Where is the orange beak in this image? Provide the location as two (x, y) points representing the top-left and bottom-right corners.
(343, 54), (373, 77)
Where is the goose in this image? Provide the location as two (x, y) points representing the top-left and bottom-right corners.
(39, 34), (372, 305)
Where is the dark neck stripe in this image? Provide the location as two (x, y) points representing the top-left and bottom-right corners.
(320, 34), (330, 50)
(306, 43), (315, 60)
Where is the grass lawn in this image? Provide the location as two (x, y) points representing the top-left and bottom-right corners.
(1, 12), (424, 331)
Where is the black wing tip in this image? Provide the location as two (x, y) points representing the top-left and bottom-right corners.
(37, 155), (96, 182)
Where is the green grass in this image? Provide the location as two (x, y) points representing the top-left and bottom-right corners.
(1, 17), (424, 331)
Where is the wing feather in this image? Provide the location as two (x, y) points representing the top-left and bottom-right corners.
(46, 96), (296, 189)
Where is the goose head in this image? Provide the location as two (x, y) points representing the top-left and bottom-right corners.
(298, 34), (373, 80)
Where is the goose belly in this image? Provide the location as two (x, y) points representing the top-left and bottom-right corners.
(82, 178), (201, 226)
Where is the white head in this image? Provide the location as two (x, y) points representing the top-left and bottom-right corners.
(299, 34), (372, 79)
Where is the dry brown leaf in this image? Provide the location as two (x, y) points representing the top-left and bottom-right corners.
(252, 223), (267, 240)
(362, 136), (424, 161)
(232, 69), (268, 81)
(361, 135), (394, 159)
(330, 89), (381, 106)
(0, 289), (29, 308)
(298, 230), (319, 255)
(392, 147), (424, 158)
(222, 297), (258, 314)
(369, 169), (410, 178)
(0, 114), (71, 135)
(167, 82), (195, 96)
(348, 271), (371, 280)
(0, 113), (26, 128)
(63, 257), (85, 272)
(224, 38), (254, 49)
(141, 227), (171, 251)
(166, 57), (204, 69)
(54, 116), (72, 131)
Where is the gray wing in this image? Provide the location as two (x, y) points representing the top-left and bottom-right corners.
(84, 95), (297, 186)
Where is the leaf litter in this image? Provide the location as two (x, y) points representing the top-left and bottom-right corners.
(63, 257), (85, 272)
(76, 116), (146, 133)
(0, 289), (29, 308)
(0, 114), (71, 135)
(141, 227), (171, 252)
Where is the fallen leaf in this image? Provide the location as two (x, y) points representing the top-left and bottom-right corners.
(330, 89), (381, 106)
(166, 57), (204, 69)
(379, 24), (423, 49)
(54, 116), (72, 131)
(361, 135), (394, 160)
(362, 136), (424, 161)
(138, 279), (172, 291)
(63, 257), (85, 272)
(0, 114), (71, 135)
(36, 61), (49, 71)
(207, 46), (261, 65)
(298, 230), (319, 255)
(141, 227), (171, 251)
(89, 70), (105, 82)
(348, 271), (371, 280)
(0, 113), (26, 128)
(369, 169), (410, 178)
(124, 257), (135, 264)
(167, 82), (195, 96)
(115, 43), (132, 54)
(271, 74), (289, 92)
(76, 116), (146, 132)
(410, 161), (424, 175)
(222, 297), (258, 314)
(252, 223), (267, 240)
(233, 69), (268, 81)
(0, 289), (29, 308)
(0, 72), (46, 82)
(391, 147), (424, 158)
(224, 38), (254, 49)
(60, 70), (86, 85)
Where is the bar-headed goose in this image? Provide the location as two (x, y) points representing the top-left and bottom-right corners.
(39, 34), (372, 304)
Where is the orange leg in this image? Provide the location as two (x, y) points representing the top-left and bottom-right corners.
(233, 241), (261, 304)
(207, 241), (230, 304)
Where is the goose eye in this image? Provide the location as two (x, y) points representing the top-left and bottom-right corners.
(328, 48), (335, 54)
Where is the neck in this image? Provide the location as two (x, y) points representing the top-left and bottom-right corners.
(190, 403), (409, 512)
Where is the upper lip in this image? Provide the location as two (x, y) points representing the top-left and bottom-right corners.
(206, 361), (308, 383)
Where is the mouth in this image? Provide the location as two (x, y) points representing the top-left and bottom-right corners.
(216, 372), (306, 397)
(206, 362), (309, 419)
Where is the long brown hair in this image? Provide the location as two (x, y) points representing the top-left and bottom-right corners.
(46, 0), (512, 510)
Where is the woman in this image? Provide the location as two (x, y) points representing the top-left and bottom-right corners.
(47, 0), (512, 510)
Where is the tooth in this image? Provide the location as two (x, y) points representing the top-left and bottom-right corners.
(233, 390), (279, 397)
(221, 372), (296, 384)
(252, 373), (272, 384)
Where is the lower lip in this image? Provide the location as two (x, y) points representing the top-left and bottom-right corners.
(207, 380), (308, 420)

*Problem description*
Output consists of exactly the lines from the one containing "Where is the long" to the end of the records above, retyped without change and with nothing extra.

*The answer*
Where is the long brown hair in this image? Provide the location as two (x, y) points representing the top-left and bottom-right corners.
(46, 0), (512, 510)
Where is the woman in this image? Provide the location as two (x, y) points representing the top-left and bottom-right corners.
(47, 0), (512, 510)
Where is the tooth in this image? Provide the location as two (x, y) points representing the top-left and bottom-right corners.
(233, 390), (279, 397)
(221, 372), (296, 384)
(252, 373), (272, 384)
Where is the lower lip in this image? Provide the location as two (x, y) points representing the top-left and bottom-right corners.
(207, 380), (308, 420)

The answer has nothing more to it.